Everything from the line containing "Could you point out the roof" down to the last line of the entries below must be transcribed exactly, and nothing else.
_ _ _ _ _ _ _
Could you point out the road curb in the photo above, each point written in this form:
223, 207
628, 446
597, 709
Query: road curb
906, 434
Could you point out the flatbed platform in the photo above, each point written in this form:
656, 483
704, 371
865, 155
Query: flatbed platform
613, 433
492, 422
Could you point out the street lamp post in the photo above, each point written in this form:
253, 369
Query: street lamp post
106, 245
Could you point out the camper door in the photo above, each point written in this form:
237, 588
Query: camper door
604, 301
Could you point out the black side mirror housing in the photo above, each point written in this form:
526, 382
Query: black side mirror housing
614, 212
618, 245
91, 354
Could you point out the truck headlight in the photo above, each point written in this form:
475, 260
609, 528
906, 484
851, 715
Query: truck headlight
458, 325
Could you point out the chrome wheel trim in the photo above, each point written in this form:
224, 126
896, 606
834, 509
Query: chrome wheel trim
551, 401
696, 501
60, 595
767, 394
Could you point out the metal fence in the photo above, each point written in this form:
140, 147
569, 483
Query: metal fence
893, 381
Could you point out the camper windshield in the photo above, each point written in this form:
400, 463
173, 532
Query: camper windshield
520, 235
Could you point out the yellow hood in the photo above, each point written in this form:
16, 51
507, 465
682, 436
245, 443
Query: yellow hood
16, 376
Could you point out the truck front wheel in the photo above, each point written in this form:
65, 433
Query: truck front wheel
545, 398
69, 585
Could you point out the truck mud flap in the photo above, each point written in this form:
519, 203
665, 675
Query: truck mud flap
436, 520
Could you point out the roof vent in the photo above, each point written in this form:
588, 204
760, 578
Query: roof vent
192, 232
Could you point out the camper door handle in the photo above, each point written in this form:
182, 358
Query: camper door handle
_ _ _ _ _ _ _
» **SOLUTION TO THIS EXERCISE**
Could you point out the roof vent in the photo above, each point written in this form:
588, 204
760, 578
Query: roof vent
192, 232
Could you point out the camper door handle in the photo above, each point written in this form:
182, 358
Query: camper door handle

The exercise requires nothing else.